■ Görev 1 ■
Aşağıdaki Kalkınma Yolu metninden, "Şu aşamada Suudi" ifadesini içeren sözlerle açılıp "dışında kalmak istemeyeceklerdir." ile kapanan bölümü lütfen hiçbir değişiklik yapmadan alıntılayın.

== Kaynak metin ==

Amasya Üniversitesi Dr. Öğretim Üyesi Yusuf Bahadır Keskin, "Kalkınma Yolu, Avrupa ile ulaşımı Hayfa Limanı ya da Süveyş Kanalı'na bağımlılıktan kurtarıp Arap Yarımadası'na eşsiz bir alternatif sunabilir" dedi.


 

Amasya Üniversitesi Dr. Öğretim Üyesi Yusuf Bahadır Keskin, Türkiye, Irak, Katar ve Birleşik Arap Emirlikleri (BAE) arasında imzalanan "Kalkınma Yolu" mutabakat zaptını ve Kalkınma Yolu Projesi'nin Körfez'e etkilerini değerlendirdi.

 

Türkiye, Irak, Katar ve BAE arasında "Kalkınma Yolu" mutabakatı imzalandı. Kuveyt ve Suudi Arabistan bu mutabakat zaptına katılmadı. Bu ülkeler Kalkınma Yolu Projesi'ne neden katılmıyor?

 

Esasında bu ülkelerin Kalkınma Yolu'na "katılmadığını" söylemek için erken. Uzun vadeli bir plandan bahsediyoruz ve bazı bölge ülkeleri projeye temkinli yaklaşmayı tercih ediyor. İlerleyen aşamalarda yeni gelişmeleri ve yeni ortakların katılımını görebiliriz.

 

Suudi Arabistan projeye katılma niyetini beyan eden ilk ülkelerden biriydi. Suudi Arabistan'ın projeye finansman sağlaması, altyapı yatırımları yapması ve ülkenin kuzeybatısındaki Arar Sınır Kapısı'nı aktif hale getirmesi konuları gündeme gelmişti. Buna rağmen Riyad yönetimi Türkiye, Avrupa ve Orta Koridor'a bağlantı sağlayabileceği bu projenin mutabakat zaptına katılmadı. Riyad yönetiminin, Kalkınma Yolu'nun Irak pazarında zaten kendisini hissettiren Türk ihracatçılarının etkisini daha da artırmasından kaygılandığı söylenebilir. Suudi kanadı bunu sıfır toplamlı bir denklem olarak görüyor. Oysa Türkiye’nin Irak’taki etkisi, İran’ın dengelenmesinde Körfez adına avantaj sağlayacaktır. Ayrıca Kalkınma Yolu faaliyete geçtiğinde, Irak’taki Körfez yatırımlarının da önünü açacaktır. Nitekim Türkiye, bu projeyi Irak’taki etkinliğini kendi çıkarlarını maksimize etme bağlamında sıfır toplamlı bir denklem üzerinden okumuyor. Aksine Türkiye, Kalkınma Yolu'na Irak’taki istikrarın bölgesel ekonomik entegrasyona, dolayısıyla kazan-kazan mantığıyla bütün aktörlere fayda getirecek bir proje olarak bakıyor.

 

Şu aşamada Suudi Arabistan’ın masasında kendisine ait mega projeler ve Hindistan-Orta Doğu-Avrupa Ekonomik Koridoru (IMEC) gibi alternatif projeler mevcut. Riyad’daki karar alıcılar öncelikle kendi mega projeleri ve IMEC’e odaklanacak fakat Kalkınma Yolu’nu da dikkatle takip edecekler. Zira, BAE ve Katar gibi bölgesel rakiplerin dahil olacağı bir projenin dışında kalmak istemeyeceklerdir.

===
== Alıştırma satırları ==

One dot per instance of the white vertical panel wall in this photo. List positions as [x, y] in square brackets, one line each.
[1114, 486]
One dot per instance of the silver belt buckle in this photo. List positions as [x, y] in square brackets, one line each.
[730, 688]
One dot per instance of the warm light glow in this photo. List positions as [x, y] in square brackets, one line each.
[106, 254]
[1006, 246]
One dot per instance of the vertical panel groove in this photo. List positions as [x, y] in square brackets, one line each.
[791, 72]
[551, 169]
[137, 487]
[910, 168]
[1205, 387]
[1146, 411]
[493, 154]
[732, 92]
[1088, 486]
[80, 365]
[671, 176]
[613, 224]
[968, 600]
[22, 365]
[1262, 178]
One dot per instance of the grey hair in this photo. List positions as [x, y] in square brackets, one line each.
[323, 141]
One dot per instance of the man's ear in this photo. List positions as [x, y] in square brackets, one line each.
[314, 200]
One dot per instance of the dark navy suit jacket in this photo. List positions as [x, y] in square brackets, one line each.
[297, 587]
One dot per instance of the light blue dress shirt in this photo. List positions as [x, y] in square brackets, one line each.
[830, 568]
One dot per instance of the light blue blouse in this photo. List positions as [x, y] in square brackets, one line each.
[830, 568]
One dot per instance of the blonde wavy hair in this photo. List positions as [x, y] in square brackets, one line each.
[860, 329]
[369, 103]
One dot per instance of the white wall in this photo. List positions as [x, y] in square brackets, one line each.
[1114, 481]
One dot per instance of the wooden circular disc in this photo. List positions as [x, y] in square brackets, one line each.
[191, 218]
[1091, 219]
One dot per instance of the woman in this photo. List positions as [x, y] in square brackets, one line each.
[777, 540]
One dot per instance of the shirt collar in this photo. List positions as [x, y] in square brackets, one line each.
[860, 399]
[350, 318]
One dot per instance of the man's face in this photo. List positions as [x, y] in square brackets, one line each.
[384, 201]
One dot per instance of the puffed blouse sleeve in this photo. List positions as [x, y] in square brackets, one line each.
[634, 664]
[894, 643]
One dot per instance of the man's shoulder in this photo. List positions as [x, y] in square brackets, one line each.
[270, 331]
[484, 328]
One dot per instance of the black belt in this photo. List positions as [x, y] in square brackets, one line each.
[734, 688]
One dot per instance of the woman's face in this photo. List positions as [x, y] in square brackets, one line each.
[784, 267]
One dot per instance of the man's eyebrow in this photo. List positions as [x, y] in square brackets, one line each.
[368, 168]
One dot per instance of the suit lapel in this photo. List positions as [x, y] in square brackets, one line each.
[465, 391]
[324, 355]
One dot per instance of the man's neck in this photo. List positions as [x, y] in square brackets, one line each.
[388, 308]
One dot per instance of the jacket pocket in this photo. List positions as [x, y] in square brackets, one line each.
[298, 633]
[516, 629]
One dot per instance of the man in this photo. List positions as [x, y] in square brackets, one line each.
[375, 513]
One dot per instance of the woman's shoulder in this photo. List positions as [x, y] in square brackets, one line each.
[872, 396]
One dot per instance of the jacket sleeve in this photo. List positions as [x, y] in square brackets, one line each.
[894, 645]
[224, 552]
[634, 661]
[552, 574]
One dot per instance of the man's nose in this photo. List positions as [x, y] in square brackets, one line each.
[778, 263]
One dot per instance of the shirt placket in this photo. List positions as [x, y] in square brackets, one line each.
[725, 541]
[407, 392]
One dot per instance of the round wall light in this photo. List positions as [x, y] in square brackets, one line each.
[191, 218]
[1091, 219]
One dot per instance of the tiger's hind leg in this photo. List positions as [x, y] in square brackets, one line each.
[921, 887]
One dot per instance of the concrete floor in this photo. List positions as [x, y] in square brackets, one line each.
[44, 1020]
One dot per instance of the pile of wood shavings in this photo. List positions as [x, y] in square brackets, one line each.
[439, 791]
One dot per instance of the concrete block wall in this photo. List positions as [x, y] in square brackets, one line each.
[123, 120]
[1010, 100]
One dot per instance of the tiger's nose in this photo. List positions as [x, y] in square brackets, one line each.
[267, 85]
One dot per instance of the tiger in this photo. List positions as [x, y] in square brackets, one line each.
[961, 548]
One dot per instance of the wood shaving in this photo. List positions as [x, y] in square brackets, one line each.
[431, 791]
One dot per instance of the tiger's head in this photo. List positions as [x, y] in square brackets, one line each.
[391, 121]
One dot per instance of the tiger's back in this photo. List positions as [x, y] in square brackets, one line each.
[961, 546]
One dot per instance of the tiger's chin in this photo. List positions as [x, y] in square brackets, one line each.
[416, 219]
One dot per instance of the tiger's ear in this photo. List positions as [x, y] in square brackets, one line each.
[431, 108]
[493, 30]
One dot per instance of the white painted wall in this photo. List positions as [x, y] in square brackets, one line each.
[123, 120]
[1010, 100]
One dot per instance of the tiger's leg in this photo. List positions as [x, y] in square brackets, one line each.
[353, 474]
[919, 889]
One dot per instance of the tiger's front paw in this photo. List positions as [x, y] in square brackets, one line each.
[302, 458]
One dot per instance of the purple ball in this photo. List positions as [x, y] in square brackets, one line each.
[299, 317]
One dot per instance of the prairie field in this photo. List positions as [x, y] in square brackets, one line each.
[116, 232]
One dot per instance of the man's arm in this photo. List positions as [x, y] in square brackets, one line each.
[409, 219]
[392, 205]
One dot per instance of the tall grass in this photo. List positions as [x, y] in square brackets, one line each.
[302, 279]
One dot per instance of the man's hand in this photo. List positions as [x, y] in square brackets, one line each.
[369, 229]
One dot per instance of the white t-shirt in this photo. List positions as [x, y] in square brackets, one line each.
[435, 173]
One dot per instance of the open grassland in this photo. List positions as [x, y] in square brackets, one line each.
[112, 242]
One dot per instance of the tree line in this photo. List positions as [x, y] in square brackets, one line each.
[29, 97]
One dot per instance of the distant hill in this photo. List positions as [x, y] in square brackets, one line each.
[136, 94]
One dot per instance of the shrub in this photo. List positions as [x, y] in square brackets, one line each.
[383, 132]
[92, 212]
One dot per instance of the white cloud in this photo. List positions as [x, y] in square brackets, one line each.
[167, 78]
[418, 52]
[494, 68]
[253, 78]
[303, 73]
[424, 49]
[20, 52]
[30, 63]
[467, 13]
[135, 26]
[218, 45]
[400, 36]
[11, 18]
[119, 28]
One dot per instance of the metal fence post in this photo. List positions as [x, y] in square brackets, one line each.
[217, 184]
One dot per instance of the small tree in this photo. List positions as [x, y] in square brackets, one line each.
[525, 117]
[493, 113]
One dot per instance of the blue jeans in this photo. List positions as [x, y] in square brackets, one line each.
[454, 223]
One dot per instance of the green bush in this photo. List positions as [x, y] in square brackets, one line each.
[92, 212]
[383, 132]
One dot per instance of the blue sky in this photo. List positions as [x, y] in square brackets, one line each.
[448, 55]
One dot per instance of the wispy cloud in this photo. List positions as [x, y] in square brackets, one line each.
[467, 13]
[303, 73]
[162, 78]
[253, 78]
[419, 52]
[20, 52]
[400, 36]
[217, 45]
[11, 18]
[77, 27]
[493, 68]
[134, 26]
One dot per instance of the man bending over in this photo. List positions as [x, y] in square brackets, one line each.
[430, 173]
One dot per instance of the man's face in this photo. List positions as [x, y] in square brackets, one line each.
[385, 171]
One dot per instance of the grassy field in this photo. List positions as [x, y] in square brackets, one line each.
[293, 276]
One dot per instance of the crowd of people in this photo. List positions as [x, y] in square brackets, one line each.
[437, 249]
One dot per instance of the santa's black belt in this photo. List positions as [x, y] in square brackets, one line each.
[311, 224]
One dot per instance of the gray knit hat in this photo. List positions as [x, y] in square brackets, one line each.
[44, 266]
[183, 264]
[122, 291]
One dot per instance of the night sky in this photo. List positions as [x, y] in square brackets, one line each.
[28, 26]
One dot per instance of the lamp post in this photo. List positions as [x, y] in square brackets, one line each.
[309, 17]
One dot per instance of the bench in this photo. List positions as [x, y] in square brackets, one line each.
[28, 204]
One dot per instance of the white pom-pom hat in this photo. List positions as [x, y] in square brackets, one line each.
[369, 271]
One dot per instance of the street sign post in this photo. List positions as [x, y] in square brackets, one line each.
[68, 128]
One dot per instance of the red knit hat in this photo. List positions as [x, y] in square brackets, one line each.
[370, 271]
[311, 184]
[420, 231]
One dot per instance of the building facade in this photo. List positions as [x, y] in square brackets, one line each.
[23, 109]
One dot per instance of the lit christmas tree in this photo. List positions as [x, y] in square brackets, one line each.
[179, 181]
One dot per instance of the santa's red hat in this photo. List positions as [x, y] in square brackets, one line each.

===

■ Görev 2 ■
Yukarıdaki satırlar arasında "blouse" sözcüğünü içerenlerin her birini bulun ve her birini tam olarak kopyalayın. Büyük ve küçük harf ayrımı dikkate alınır.

■ Tam çözüm 1 ■
Şu aşamada Suudi Arabistan’ın masasında kendisine ait mega projeler ve Hindistan-Orta Doğu-Avrupa Ekonomik Koridoru (IMEC) gibi alternatif projeler mevcut. Riyad’daki karar alıcılar öncelikle kendi mega projeleri ve IMEC’e odaklanacak fakat Kalkınma Yolu’nu da dikkatle takip edecekler. Zira, BAE ve Katar gibi bölgesel rakiplerin dahil olacağı bir projenin dışında kalmak istemeyeceklerdir.

■ Tam çözüm 2 ■
One dot per instance of the light blue blouse in this photo. List positions as [x, y] in square brackets, one line each.
One dot per instance of the puffed blouse sleeve in this photo. List positions as [x, y] in square brackets, one line each.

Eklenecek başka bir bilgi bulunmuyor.